» DO THIS: Extract each line of the records below that contains the word "yellow".

» RECORDS FOR THE EXERCISE:
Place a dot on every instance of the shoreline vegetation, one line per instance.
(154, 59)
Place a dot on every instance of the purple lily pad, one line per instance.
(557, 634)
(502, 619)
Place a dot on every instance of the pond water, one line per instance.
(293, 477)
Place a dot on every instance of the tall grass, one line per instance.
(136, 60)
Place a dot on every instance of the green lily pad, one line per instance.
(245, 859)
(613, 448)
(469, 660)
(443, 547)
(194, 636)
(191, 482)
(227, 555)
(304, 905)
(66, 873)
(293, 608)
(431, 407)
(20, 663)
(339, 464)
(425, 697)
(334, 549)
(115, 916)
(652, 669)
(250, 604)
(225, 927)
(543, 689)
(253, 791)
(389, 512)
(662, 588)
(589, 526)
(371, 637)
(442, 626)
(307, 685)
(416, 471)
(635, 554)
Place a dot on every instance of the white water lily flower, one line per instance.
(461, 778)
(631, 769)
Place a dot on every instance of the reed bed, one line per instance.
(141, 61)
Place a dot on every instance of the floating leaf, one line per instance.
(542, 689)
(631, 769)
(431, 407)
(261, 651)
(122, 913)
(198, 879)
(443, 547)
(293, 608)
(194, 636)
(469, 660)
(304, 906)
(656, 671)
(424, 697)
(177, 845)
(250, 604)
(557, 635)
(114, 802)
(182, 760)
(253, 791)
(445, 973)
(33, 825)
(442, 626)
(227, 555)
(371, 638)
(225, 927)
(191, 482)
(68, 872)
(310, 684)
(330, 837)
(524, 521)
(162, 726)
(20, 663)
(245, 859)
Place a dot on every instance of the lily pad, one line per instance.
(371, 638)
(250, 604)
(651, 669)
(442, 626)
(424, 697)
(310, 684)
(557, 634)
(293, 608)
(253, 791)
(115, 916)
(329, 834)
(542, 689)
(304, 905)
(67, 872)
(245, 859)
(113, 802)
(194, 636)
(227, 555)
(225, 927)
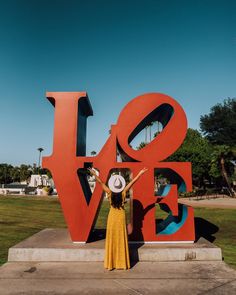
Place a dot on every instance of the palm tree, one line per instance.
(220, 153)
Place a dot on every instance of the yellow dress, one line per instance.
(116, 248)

==

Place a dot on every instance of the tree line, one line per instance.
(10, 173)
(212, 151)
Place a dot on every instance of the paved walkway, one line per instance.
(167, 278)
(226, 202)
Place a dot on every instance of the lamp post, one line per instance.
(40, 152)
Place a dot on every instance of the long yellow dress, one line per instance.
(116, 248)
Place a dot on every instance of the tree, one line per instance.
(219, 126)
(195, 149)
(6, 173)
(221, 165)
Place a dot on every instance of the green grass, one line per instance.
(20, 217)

» OUTPUT OF THE TASK:
Place a dot on every instance of the yellow dress, one line per instance.
Place a dot on every instance of the long yellow dress, one line per instance.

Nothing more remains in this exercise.